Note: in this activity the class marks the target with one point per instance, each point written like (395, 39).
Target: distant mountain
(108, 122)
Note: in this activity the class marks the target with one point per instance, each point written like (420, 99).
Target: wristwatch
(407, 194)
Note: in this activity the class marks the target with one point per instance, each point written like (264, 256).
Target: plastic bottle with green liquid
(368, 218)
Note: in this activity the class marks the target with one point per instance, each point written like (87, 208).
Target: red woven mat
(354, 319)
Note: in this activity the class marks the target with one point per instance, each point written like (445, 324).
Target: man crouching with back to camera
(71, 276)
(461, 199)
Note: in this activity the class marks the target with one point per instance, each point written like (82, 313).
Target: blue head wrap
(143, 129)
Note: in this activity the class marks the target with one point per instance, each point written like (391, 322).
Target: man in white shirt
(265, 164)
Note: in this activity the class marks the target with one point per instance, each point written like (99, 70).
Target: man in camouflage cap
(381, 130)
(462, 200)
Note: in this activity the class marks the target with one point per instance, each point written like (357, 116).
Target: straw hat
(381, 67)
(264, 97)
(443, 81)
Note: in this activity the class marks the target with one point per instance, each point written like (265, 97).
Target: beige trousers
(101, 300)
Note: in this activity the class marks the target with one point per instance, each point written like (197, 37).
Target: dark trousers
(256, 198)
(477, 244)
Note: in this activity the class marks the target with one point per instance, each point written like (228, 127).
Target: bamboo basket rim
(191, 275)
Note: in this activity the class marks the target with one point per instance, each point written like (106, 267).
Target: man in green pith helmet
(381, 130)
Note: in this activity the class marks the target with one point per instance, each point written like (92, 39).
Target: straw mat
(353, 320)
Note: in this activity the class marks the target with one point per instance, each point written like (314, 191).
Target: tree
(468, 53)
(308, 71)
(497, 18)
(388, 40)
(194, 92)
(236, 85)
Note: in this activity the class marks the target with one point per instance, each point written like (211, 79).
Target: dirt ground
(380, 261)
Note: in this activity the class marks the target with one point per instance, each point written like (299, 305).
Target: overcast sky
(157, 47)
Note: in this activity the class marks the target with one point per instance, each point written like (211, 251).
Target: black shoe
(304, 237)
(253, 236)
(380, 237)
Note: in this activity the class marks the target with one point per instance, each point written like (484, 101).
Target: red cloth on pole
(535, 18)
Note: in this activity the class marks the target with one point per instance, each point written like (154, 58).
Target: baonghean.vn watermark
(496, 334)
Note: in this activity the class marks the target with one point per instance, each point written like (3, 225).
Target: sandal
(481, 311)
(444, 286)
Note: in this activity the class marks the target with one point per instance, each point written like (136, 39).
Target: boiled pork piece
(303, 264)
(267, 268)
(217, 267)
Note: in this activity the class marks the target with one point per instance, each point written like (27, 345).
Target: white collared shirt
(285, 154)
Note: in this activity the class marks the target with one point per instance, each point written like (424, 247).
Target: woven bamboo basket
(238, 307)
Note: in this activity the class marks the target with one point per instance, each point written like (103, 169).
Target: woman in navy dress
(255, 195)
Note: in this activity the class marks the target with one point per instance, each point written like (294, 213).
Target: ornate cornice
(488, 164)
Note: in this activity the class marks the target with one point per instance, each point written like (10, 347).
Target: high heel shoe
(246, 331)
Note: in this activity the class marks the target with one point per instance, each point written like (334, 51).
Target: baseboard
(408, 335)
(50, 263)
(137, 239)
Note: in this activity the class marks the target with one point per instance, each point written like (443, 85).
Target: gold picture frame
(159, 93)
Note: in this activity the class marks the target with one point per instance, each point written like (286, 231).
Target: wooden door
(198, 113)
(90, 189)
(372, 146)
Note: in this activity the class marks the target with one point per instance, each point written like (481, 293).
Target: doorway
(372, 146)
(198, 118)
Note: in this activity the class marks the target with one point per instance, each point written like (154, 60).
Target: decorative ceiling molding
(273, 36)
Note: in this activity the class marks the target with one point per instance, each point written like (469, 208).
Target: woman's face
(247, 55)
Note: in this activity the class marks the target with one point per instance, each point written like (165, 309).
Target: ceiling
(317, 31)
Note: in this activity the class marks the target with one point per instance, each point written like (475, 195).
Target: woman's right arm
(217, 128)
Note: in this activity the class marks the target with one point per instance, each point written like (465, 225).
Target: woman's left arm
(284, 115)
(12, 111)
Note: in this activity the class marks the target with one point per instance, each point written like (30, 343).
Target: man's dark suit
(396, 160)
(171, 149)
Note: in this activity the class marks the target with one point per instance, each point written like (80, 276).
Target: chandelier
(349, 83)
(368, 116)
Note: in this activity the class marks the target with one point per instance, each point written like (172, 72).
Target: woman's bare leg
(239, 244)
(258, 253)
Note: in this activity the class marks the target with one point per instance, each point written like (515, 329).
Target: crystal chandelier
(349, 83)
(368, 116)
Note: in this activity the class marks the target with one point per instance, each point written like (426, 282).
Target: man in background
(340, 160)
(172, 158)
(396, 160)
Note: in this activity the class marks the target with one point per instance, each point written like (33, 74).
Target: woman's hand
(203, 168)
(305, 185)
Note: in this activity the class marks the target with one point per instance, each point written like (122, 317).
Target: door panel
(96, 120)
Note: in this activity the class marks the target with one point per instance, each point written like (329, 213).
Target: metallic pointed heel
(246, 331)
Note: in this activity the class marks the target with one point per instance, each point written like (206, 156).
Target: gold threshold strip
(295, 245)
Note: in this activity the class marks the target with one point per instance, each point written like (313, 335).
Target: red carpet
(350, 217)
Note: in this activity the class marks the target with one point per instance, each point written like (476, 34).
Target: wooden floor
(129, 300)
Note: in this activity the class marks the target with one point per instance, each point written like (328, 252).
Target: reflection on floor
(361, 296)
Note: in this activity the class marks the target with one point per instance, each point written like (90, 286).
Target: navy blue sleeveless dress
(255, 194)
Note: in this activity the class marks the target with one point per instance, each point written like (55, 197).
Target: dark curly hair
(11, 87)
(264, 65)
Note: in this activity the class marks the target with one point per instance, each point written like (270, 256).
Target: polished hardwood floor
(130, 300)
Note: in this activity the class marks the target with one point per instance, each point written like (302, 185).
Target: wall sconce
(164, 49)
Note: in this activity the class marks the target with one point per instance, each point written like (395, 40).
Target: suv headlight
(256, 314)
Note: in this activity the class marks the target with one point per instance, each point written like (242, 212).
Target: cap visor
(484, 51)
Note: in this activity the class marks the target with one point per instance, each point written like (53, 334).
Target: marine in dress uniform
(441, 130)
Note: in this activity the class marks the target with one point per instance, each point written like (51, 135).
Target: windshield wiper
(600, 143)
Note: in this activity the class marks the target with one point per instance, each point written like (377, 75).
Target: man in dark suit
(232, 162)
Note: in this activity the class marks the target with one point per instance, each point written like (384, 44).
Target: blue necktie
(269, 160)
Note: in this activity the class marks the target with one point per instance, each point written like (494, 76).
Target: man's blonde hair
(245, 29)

_ _ _ _ _

**THE TASK**
All of the material above needs to be retyped word for word.

**SOLUTION TO THIS EXERCISE**
Note: in this activity the class marks the target with one point per instance, each point written like (395, 39).
Target: distant mountain
(108, 122)
Note: in this activity the class marks the target with one point per instance, each point written like (420, 99).
Target: wristwatch
(407, 194)
Note: in this activity the class marks the target with one point per instance, each point written like (264, 256).
Target: plastic bottle with green liquid
(368, 218)
Note: in this activity the class marks the target with one point per instance, each point written like (87, 208).
Target: red woven mat
(354, 319)
Note: in this activity the class marks the target with one point per instance, each point written like (445, 324).
Target: man crouching with back to camera
(71, 276)
(461, 199)
Note: in this activity the class marks the target with one point per instance, each point written like (82, 313).
Target: blue head wrap
(143, 129)
Note: in this activity the class marks the target with one point per instance, each point written like (391, 322).
Target: man in white shirt
(265, 164)
Note: in this activity the class marks the target with one point per instance, each point written like (99, 70).
Target: man in camouflage cap
(381, 130)
(462, 200)
Note: in this activity the class marks the target with one point per instance, each point written like (357, 116).
Target: straw hat
(381, 67)
(264, 97)
(443, 81)
Note: in this activity the class marks the target with one point per instance, each point written like (265, 97).
Target: beige trousers
(101, 300)
Note: in this activity the class marks the target with one point per instance, each point written like (197, 37).
Target: dark trousers
(256, 198)
(477, 244)
Note: in this activity the class marks the target with one point per instance, each point written like (228, 127).
Target: bamboo basket rim
(191, 275)
Note: in this activity the class marks the target with one point per instance, each point written like (106, 267).
Target: man in green pith helmet
(381, 130)
Note: in this activity the class marks the target with one point per instance, each point written like (92, 39).
Target: straw mat
(353, 320)
Note: in this activity the class marks the target with one point per instance, each point written like (314, 191).
Target: tree
(468, 53)
(308, 71)
(497, 18)
(388, 40)
(194, 92)
(236, 85)
Note: in this activity the class marks the target with one point per instance, each point written like (211, 79).
Target: dirt ground
(380, 261)
Note: in this activity the class marks the target with one point per instance, each point written like (299, 305).
Target: overcast sky
(157, 47)
Note: in this activity the class marks the target with one point per instance, each point written like (211, 251).
Target: black shoe
(304, 237)
(253, 236)
(380, 237)
Note: in this activity the class marks the target with one point per instance, each point written like (484, 101).
Target: red cloth on pole
(535, 18)
Note: in this activity the class marks the target with one point per instance, each point written like (154, 58).
Target: baonghean.vn watermark
(496, 334)
Note: in this activity the class marks the target with one point per instance, each point written like (3, 225).
Target: sandal
(481, 311)
(444, 286)
Note: in this activity the class marks the target with one point per instance, each point written like (136, 39).
Target: boiled pork piece
(303, 264)
(267, 268)
(217, 267)
Note: in this activity the class marks the target with one point per instance, each point written like (27, 345).
Target: white collared shirt
(285, 154)
Note: in this activity the class marks the target with one point per instance, each point written like (424, 247).
Target: woven bamboo basket
(238, 307)
Note: in this activity the class marks the target with one point per instance, each point written like (103, 169).
Target: woman in navy dress
(255, 195)
Note: in this activity the class marks the target with one point per instance, each point written like (294, 213).
Target: ornate cornice
(488, 164)
Note: in this activity the class marks the target with one point per instance, each point written like (10, 347).
Target: high heel shoe
(246, 331)
Note: in this activity the class marks the target with one point per instance, each point written like (334, 51).
Target: baseboard
(408, 335)
(50, 263)
(137, 239)
Note: in this activity the class marks the target with one point per instance, each point written like (443, 85).
Target: gold picture frame
(159, 93)
Note: in this activity the class marks the target with one point per instance, each point written like (286, 231).
Target: wooden door
(198, 113)
(90, 189)
(372, 146)
Note: in this activity the class marks the target with one point per instance, each point written like (481, 293).
Target: doorway
(372, 146)
(198, 118)
Note: in this activity the class marks the target with one point per instance, each point written like (154, 60).
Target: decorative ceiling molding
(273, 36)
Note: in this activity the class marks the target with one point per instance, each point written like (469, 208).
Target: woman's face
(247, 55)
Note: in this activity the class marks the target with one point per instance, each point written like (165, 309).
Target: ceiling
(317, 31)
Note: in this activity the class marks the target with one point per instance, each point written like (475, 195).
Target: woman's right arm
(217, 128)
Note: in this activity the class marks the target with one point per instance, each point written like (465, 225).
Target: woman's left arm
(284, 115)
(12, 111)
Note: in this activity the class marks the target with one point per instance, each point written like (30, 343).
Target: man's dark suit
(396, 160)
(171, 149)
Note: in this activity the class marks the target with one point per instance, each point written like (80, 276).
Target: chandelier
(349, 83)
(368, 116)
Note: in this activity the class marks the target with one point per instance, each point written like (172, 72).
Target: woman's bare leg
(239, 244)
(258, 253)
Note: in this activity the class marks the target with one point per instance, each point written like (515, 329).
Target: crystal chandelier
(349, 83)
(368, 116)
Note: in this activity the class marks the target with one point per instance, each point written like (426, 282).
Target: man in background
(340, 160)
(172, 158)
(396, 160)
Note: in this activity the class marks the target with one point per instance, each point written like (33, 74).
Target: woman's hand
(203, 168)
(305, 185)
Note: in this activity the class marks the target with one point per instance, each point written like (122, 317).
Target: door panel
(96, 120)
Note: in this activity the class marks the target with one point per instance, each point written like (329, 213).
Target: metallic pointed heel
(246, 331)
Note: in this activity the class marks the target with one point per instance, each point written like (206, 156).
Target: gold threshold strip
(295, 245)
Note: in this activity the class marks the target with one point per instance, each point written like (313, 335).
Target: red carpet
(350, 217)
Note: in this activity the class marks the target with one point per instance, each point written like (476, 34).
Target: wooden floor
(129, 300)
Note: in this activity the class marks the target with one point per instance, each point written like (328, 252).
Target: reflection on floor
(361, 296)
Note: in this activity the class marks the target with one point per instance, each point written like (90, 286).
Target: navy blue sleeveless dress
(255, 194)
Note: in this activity the class marks the target with one point per instance, each point written like (55, 197).
Target: dark curly hair
(11, 87)
(264, 65)
Note: in this activity the class marks the target with one point per instance, each point written like (270, 256).
Target: polished hardwood floor
(130, 300)
Note: in this activity the class marks the target with one point per instance, each point written like (302, 185).
Target: wall sconce
(164, 49)
Note: in this activity the class marks the target with one point per instance, each point written like (395, 40).
Target: suv headlight
(256, 314)
Note: in this activity the class marks the target with one point per instance, each point written like (242, 212).
Target: cap visor
(484, 51)
Note: in this activity the class marks the target with one point per instance, each point written like (53, 334).
Target: marine in dress uniform
(441, 130)
Note: in this activity the class marks the target with one point per instance, each point written like (51, 135).
Target: windshield wiper
(600, 143)
Note: in this activity the class marks the target with one point per instance, each point written like (377, 75).
Target: man in dark suit
(232, 162)
Note: in this activity the class marks the target with one point per instance, each point written like (384, 44).
Target: blue necktie
(269, 160)
Note: in this activity the class marks the target with one point per instance, each point written like (494, 76).
Target: man's blonde hair
(245, 29)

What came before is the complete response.